→ **GIVEN EXERCISE 1**:
Answer these from the post on random forests, with one short answer per question.
(a) Which R library did the earlier post use to demonstrate decision trees?
(b) What is the main drawback of decision trees?
(c) Which R library does the post use for its random forest demo?
→ **GIVEN EXERCISE 2**:
According to the post on random forests, why are decision trees prone to overfitting? Answer in one to three sentences.

A gentle introduction to random forests using R
In a previous post, I described how decision tree algorithms work and demonstrated their use via the rpart library in R. Decision trees work by splitting a dataset recursively. That is, subsets arising from a split are further split until a predetermined termination criterion is reached. At each step, a split is made based on the independent variable that results in the largest possible reduction in heterogeneity of the dependent variable.
(Note: readers unfamiliar with decision trees may want to read that post before proceeding)
The main drawback of decision trees is that they are prone to overfitting. The reason for this is that trees, if grown deep, are able to fit all kinds of variations in the data, including noise. Although it is possible to address this partially by pruning, the result often remains less than satisfactory. This is because makes a locally optimal choice at each split without any regard to whether the choice made is the best one overall. A poor split made in the initial stages can thus doom the model, a problem that cannot be fixed by post-hoc pruning.
In this post I describe random forests, a tree-based algorithm that addresses the above shortcoming of decision trees. I’ll first describe the intuition behind the algorithm via an analogy and then do a demo using the R randomForest library.
Motivating random forests
One of the reasons for the popularity of decision trees is that they reflect the way humans make decisions: by weighing up options at each stage and choosing the best one available. The analogy is particularly useful because it also suggests how decision trees can be improved.
One of the lifelines in the game show, Who Wants to be A Millionaire, is “Ask The Audience” wherein a contestant can ask the audience to vote on the answer to a question. The rationale here is that the majority response from a large number of independent decision makers is more likely to yield a correct answer than one from a randomly chosen person. There are two factors at play here:
- People have different experiences and will therefore draw upon different “data” to answer the question.

→ **DATA SECTION**:
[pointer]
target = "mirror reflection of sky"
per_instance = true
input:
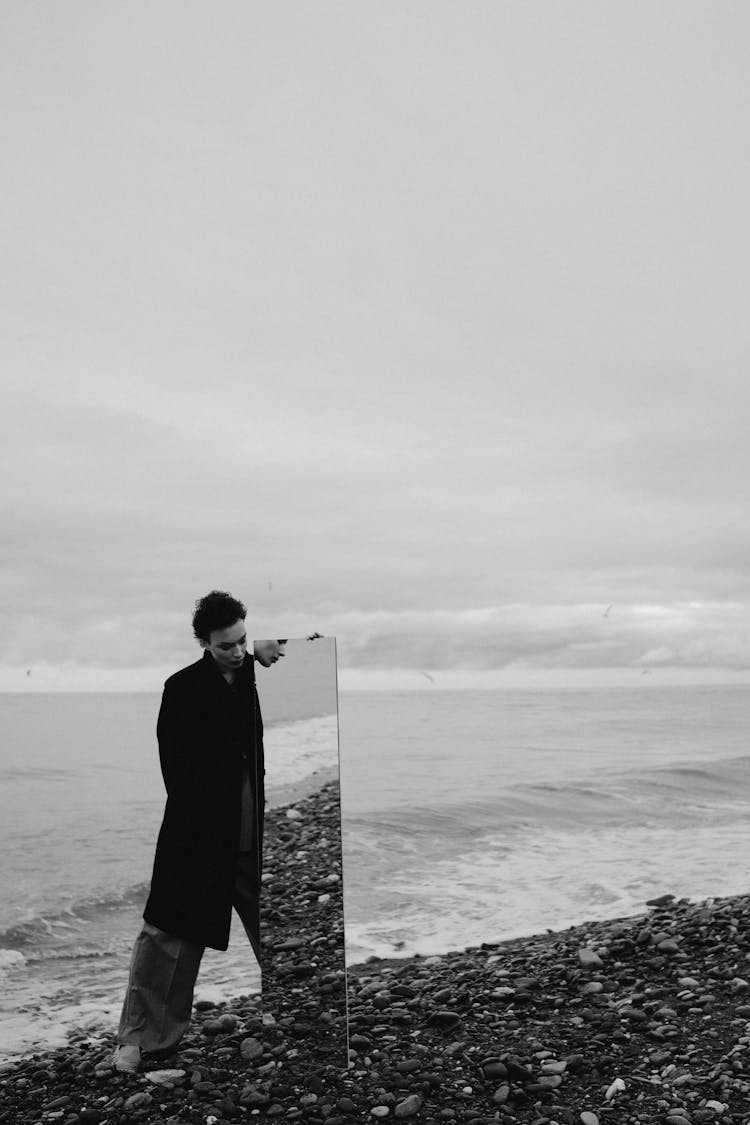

→ **TASK OUTPUT 1**:
(a) The rpart library.
(b) They are prone to overfitting.
(c) The randomForest library.

→ **TASK OUTPUT 2**:
Decision trees overfit because a tree that is grown deep can fit all kinds of variations in the data, including noise.